| Excerpted records |
* * * * * * * * *

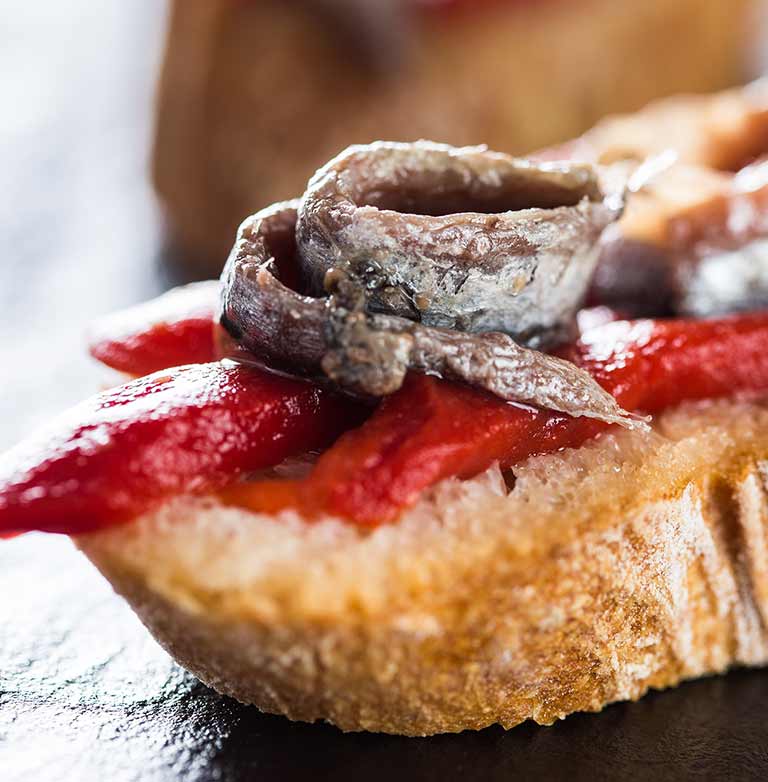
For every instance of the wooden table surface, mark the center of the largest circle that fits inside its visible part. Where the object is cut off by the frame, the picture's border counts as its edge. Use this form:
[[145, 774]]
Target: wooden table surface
[[85, 694]]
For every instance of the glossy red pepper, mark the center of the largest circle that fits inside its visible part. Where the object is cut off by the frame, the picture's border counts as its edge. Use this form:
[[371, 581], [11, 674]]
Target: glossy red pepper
[[432, 430], [174, 329], [189, 429]]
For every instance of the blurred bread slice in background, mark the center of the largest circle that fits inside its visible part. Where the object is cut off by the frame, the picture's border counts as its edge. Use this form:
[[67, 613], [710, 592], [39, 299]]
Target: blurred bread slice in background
[[255, 95]]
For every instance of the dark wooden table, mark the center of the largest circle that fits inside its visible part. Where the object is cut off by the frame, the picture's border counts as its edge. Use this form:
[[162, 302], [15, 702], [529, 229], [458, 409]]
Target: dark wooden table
[[85, 694]]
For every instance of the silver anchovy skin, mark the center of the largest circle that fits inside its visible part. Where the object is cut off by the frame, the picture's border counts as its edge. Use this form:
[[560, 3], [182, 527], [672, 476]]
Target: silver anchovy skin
[[460, 238], [370, 353]]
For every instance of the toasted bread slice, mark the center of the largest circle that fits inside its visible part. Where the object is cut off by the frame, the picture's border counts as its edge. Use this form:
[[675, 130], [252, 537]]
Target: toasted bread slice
[[636, 561]]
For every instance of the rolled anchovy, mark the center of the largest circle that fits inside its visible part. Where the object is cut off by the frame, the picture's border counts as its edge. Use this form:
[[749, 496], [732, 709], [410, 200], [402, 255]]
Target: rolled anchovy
[[370, 353], [465, 239]]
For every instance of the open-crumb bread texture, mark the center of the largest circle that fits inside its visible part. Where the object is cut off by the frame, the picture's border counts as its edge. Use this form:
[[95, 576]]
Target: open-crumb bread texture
[[631, 563], [256, 95]]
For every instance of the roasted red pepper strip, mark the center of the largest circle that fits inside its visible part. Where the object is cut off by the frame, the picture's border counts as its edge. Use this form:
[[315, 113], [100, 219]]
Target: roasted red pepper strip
[[190, 429], [431, 429], [174, 329]]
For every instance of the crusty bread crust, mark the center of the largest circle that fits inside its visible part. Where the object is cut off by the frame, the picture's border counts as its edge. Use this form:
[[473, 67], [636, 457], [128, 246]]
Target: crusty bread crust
[[633, 562]]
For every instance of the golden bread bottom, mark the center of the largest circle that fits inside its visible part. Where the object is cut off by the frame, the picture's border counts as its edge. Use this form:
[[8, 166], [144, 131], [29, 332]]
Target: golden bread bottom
[[631, 563]]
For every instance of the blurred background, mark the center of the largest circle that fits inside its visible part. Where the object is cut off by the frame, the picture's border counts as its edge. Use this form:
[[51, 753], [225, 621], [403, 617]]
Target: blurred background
[[227, 106], [134, 136]]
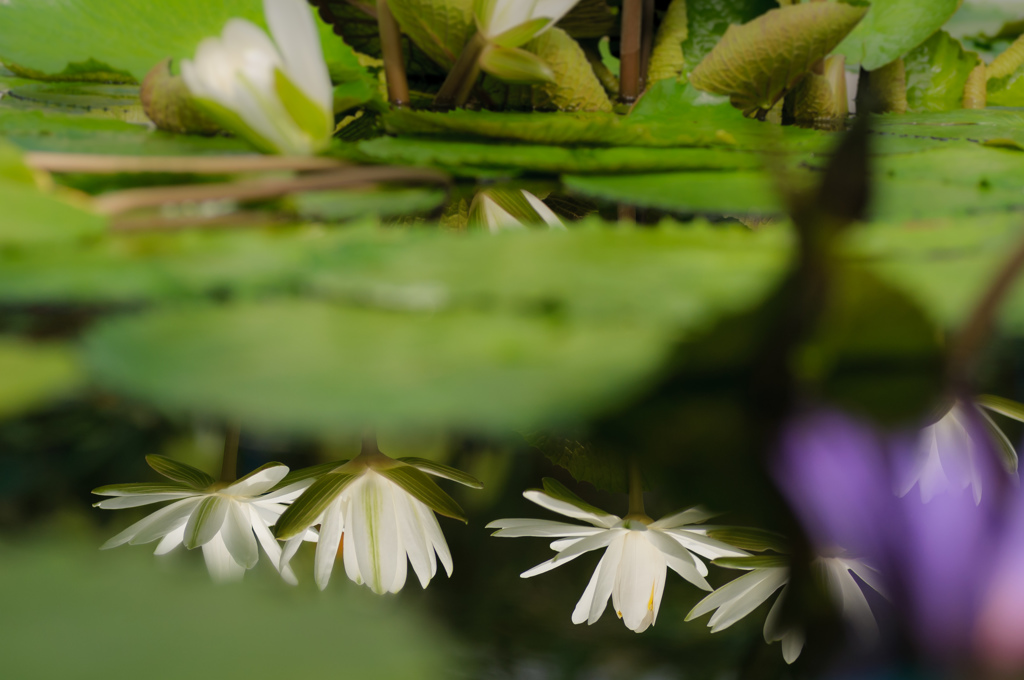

* * * * * * * * *

| Task requirements |
Reproduce every record verbatim, please. Omit the images.

| Result for this exercise |
For every instance of the wooden table surface, mark the center of the largest circle that fits inside its visible part. Where the object is cut off by the frame, the picture's border counts as its edge. Use this form:
[[145, 774]]
Target: wooden table surface
[[85, 694]]
For every instance of the glossy red pepper, mark the center of the largest circle that fits inside its visible part. Where the object is cut off by the frame, the picture's border counts as its edge. Use this form:
[[371, 581], [11, 674]]
Target: glossy red pepper
[[432, 430], [174, 329], [189, 429]]
For every instance of the blurred bread slice in background, mark the center of the largest circle that fits inside its visible part. Where the object is cut off by the frame, the picture's border counts as its edge. Use this form:
[[67, 613], [710, 592], [39, 299]]
Target: blurred bread slice in background
[[255, 95]]
For every instance of the dark wooden table, mark the center of the largest circle that fits inside its visible part. Where the object is cut off by the frame, the picture's border counts as its edge. Use this form:
[[162, 302], [15, 702], [529, 229], [458, 409]]
Target: dark wooden table
[[85, 694]]
For every instance of the silver anchovy skin, mark the center of the largest circle that fits inside its visible part. Where the object is cut off by the frame, the picture's border counts as its edge. Use this form:
[[560, 3], [182, 527], [672, 476]]
Target: silver anchovy skin
[[460, 238], [370, 353]]
For every instance of the toasted bread slice, mark the center of the largest circle that fits inside its visible part. Where the object is cut off by the frame, the picture's border counts as its edge. Use this form:
[[675, 130], [252, 537]]
Target: toasted bread slice
[[636, 561]]
For every instance of the rolled anchovy, mark the center of the largest circle that fits inside its visible part. Where the object is cut off by the frame, the picture's border counts as its edge. Use this form:
[[749, 496], [732, 709], [410, 200], [402, 255]]
Target: rolled anchovy
[[370, 353], [465, 239]]
For every instance of the open-crumb bread texture, mark the center of the largest circle that fits inside its visible part. Where the object is cut off by the frame, the picture's border counts as its edge. Use this form:
[[95, 576]]
Target: open-crumb bread texture
[[631, 563], [256, 95]]
For every instance of the roasted red pepper strip, mark the center of the largest circle that fits inside its visible part. Where the object is cut off by the frame, the picture's border counts as its edge. Use this form:
[[315, 113], [100, 219]]
Target: roasted red pepper strip
[[190, 429], [431, 429], [174, 329]]
For every instance of the crusty bread crust, mark the center of the largest circle that fits inside its visible part. Where the object is cut off by the frame, the picture's border counts as its edge. Use this form:
[[473, 67], [636, 457], [128, 246]]
Target: crusty bread crust
[[633, 562]]
For every instance of the golden bread bottom, mark the center of the largest circle that fits inside its visible part. Where the object is cut off by the frame, the picture's border counts as its edge. Use this form:
[[8, 166], [144, 131], [29, 332]]
Target: golden bread bottom
[[631, 563]]
For every instance of the blurred background, mark the center of the largest circle that fits inside its visible part. Where the object is cut off by the frame, the picture's border counts as its edge. Use this form:
[[51, 753], [225, 621], [403, 617]]
Target: blurred background
[[227, 106], [134, 136]]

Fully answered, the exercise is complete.